**Task to carry out**
According to the passage on the character Jim Chee below, who played Chee in the 1991 film adaptation of The Dark Wind?

**Document section**
^^^^^^^^^^^^^^^^
Chee and Leaphorn first meet and work together in Skinwalkers, when an attempt was made on Chee's life as he slept. Chee knows the reputation Leaphorn has for his success in police work, and after Leaphorn retires, Chee thinks of Leaphorn as legendary and always smarter than Chee is. Chee is willing to call on Leaphorn whenever he is stuck with a particular problem in a case.
==Development of the character==
Hillerman writes in his autobiography, Seldom Disappointed (2001), that he created Jim Chee as an alternative to Leaphorn for the novel People of Darkness (1980), because the novel is set on the Checkerboard Reservation, and Hillerman felt that Leaphorn was too hardened to fit into the plot. He needed someone more naive, and Chee fit the bill.

==Appearances in other media==
In the 1991 theatrical film adaptation of The Dark Wind, Chee was played by Lou Diamond Phillips.

Three of the Hillerman novels (Skinwalkers, Coyote Waits, and A Thief of Time) were adapted for television as part of the PBS series Mystery!, as part of its American Mystery! specials. In these adaptations, Chee was played by actor Adam Beach. Skinwalkers first aired November 24, 2002; A Thief of Time first aired July 11, 2003, and Coyote Waits first aired November 16, 2004.

Kiowa Gordon portrays Chee in the AMC TV series Dark Winds.

Robert Redford purchased the film rights to the characters in 1988, and served as the executive producer for all of the film and television adaptations.
^^^^^^^^^^^^^^^^
**Dataset excerpts**
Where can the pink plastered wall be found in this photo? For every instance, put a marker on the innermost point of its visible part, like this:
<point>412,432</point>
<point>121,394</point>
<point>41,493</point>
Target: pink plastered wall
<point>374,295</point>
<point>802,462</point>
^^^^^^^^^^^^^^^^
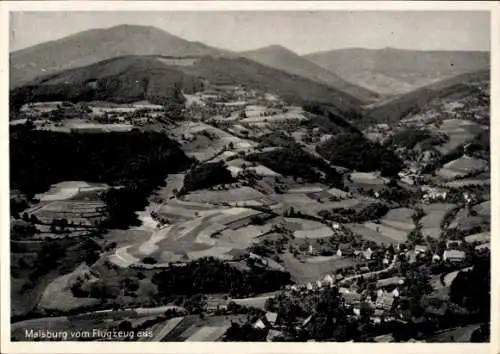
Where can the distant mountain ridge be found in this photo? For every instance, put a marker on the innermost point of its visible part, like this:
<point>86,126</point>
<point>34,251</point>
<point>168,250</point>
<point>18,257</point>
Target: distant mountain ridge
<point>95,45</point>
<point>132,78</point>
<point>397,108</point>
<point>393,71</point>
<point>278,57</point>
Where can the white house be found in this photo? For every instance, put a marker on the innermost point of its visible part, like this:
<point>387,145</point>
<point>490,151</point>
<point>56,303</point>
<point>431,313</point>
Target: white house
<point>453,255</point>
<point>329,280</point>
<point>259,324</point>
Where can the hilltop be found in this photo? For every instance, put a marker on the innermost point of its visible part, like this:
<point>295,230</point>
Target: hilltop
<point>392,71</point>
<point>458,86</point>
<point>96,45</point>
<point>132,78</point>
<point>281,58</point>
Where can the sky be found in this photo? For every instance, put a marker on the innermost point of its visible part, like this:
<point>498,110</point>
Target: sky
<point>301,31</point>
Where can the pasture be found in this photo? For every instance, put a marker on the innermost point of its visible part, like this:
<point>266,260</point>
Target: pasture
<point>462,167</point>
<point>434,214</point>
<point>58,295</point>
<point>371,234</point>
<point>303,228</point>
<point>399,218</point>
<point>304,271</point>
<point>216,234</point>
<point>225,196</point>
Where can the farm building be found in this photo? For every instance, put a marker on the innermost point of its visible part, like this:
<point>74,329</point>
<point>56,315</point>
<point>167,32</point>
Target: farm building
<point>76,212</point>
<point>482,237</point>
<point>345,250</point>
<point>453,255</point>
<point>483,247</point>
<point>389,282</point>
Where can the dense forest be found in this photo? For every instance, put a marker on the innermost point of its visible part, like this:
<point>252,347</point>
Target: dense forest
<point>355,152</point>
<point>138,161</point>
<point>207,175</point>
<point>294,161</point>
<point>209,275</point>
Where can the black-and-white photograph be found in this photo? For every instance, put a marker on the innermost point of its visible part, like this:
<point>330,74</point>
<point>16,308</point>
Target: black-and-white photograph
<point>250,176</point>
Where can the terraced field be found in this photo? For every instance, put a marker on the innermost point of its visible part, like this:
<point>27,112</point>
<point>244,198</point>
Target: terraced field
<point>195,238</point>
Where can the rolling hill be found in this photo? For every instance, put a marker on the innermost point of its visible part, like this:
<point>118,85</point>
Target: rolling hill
^^^^^^^^^^^^^^^^
**Solution for this task**
Lou Diamond Phillips